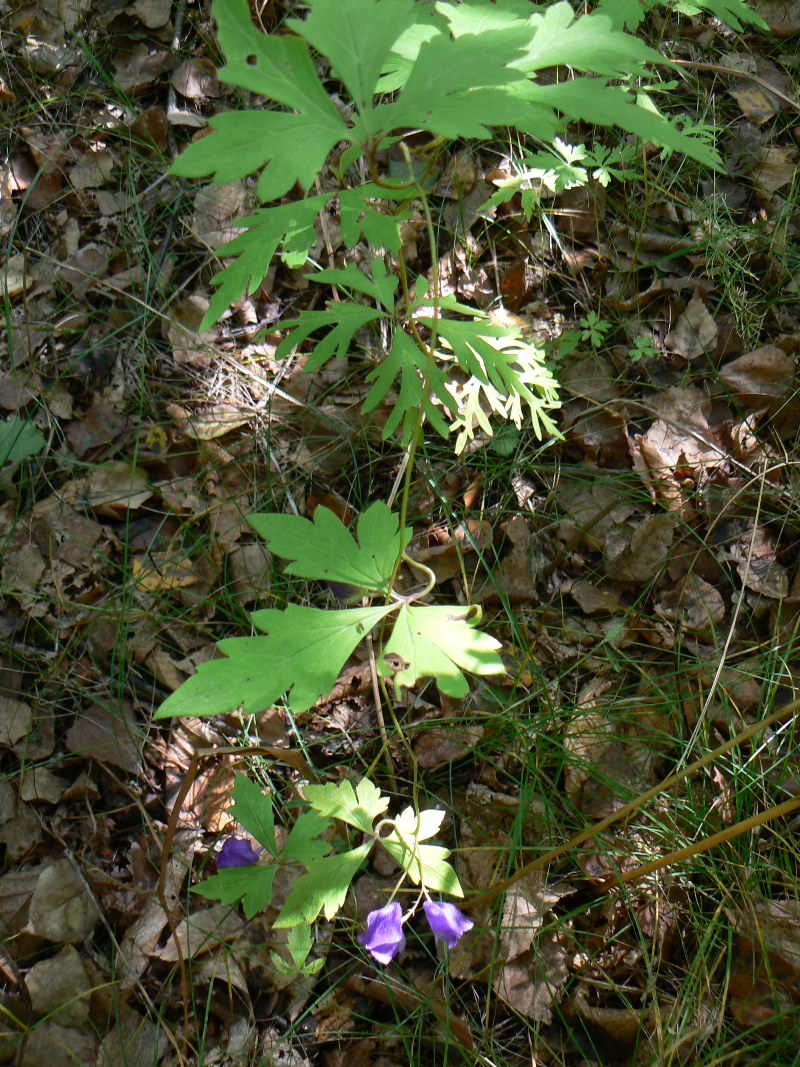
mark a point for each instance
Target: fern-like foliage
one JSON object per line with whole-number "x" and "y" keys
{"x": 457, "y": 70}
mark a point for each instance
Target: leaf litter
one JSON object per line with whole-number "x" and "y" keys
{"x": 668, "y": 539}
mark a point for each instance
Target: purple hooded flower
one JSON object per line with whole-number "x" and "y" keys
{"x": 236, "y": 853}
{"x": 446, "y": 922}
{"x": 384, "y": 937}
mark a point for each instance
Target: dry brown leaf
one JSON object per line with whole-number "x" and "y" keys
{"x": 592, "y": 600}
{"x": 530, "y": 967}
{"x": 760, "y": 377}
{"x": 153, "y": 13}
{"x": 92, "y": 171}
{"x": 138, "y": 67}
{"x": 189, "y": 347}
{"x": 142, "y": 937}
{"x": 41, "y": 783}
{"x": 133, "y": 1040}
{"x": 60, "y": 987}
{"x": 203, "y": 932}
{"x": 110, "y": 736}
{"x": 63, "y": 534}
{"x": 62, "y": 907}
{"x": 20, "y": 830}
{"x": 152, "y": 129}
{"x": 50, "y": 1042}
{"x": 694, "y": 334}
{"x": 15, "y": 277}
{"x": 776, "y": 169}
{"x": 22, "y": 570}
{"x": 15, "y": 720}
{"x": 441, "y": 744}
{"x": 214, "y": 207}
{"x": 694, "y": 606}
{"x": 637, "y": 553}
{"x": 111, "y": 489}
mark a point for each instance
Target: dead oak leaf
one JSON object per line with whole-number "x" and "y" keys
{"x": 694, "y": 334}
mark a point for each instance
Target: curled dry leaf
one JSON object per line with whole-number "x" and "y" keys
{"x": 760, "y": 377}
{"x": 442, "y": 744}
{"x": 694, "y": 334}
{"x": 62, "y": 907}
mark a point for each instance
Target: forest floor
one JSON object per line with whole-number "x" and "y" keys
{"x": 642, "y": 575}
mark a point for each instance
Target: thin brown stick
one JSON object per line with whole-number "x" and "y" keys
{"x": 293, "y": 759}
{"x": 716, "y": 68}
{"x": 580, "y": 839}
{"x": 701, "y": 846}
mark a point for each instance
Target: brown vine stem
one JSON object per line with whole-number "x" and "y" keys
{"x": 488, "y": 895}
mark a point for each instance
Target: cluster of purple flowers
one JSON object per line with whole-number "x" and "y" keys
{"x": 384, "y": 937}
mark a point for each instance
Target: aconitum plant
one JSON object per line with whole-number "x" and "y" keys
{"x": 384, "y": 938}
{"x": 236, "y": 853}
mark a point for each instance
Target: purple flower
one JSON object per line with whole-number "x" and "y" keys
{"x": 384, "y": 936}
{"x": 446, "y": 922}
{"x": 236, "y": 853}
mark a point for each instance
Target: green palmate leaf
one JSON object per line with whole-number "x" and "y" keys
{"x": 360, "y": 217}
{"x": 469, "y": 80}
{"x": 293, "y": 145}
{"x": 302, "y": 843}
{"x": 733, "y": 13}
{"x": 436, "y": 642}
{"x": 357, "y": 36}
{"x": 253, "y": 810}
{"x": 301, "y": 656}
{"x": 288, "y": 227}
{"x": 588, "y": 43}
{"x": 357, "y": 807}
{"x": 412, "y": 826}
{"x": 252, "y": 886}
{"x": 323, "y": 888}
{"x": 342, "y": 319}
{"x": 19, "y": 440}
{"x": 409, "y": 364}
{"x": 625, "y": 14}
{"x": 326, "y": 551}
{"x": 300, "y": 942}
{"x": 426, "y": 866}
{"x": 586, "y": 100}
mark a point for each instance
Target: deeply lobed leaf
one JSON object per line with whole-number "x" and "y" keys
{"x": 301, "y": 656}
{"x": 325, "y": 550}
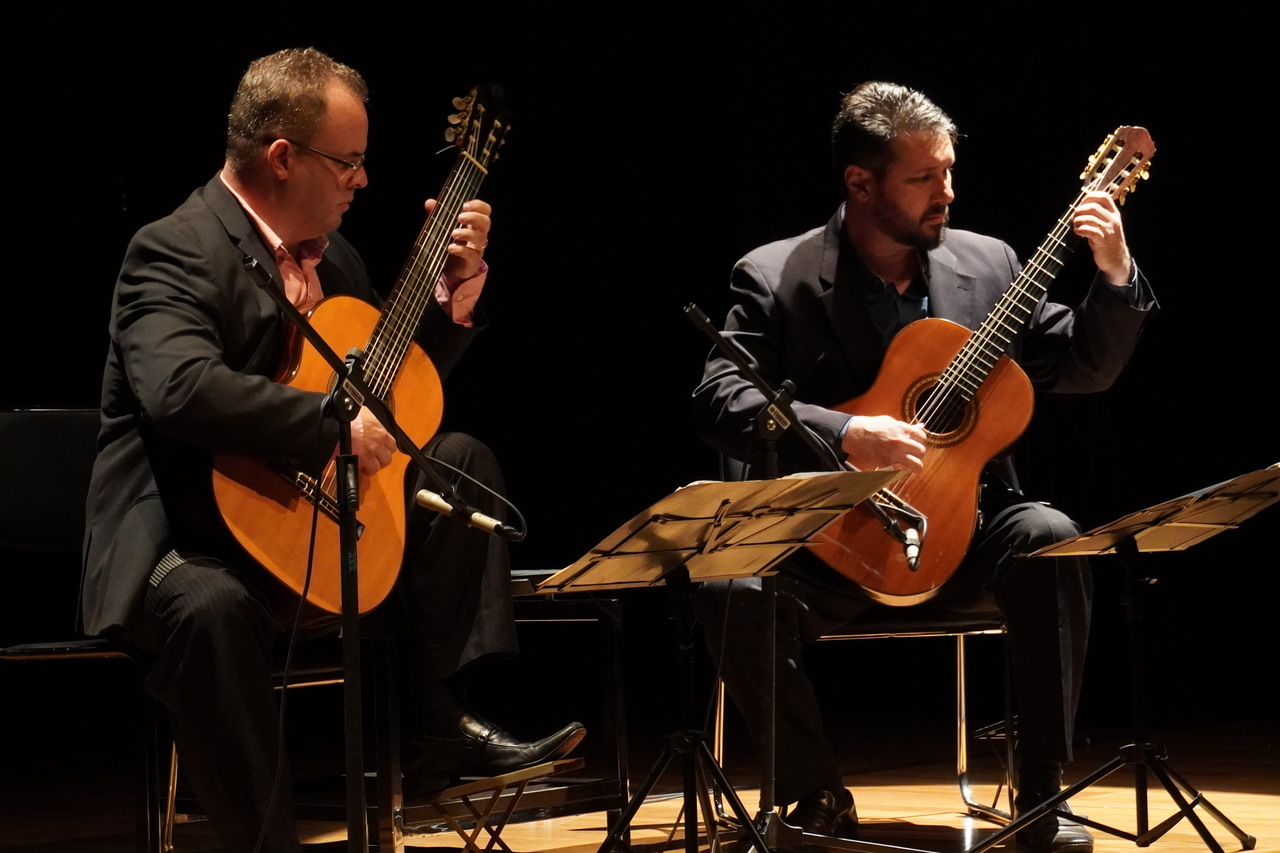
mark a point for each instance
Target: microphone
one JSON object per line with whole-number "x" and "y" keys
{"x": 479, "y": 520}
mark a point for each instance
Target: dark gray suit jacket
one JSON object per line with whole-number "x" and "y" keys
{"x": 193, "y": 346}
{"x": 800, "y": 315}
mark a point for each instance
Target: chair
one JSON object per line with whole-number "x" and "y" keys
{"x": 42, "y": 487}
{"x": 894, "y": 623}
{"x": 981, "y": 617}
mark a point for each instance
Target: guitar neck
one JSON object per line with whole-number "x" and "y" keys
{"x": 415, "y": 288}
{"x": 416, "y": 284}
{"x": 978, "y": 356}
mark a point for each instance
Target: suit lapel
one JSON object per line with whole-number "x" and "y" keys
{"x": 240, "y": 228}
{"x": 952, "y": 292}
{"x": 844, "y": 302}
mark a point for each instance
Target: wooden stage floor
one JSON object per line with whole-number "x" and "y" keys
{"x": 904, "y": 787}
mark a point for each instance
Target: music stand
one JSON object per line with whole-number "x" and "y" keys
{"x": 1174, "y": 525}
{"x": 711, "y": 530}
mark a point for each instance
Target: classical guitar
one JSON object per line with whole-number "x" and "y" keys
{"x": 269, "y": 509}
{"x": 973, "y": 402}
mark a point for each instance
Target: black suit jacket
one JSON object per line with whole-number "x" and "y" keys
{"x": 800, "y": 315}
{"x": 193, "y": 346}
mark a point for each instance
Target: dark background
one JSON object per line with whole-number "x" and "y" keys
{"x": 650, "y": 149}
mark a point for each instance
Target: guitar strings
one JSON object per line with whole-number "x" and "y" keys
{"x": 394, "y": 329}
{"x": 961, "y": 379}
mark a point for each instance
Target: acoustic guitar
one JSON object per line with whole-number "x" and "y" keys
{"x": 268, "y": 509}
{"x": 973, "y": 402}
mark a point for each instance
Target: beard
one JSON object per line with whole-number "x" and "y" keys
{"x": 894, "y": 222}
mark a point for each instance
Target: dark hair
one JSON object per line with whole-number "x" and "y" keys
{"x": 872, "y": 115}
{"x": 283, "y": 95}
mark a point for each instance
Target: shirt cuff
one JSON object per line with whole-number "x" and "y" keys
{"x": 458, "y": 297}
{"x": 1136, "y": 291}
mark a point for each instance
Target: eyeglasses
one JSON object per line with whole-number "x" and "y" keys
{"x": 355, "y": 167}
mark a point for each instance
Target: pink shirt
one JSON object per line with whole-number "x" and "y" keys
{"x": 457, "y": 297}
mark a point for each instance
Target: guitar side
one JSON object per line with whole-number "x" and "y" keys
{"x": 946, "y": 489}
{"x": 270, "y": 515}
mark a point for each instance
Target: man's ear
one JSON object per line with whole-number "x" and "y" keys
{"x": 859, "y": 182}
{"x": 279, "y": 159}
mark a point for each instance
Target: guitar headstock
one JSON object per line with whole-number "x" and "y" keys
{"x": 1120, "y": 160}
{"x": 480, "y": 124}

OBJECTIVE:
Return every line from the listing above that contains the string "suit". Matching is case-sensitive.

SOLUTION BELOW:
Target: dark gray suit jacket
Target: suit lapel
Target: black suit jacket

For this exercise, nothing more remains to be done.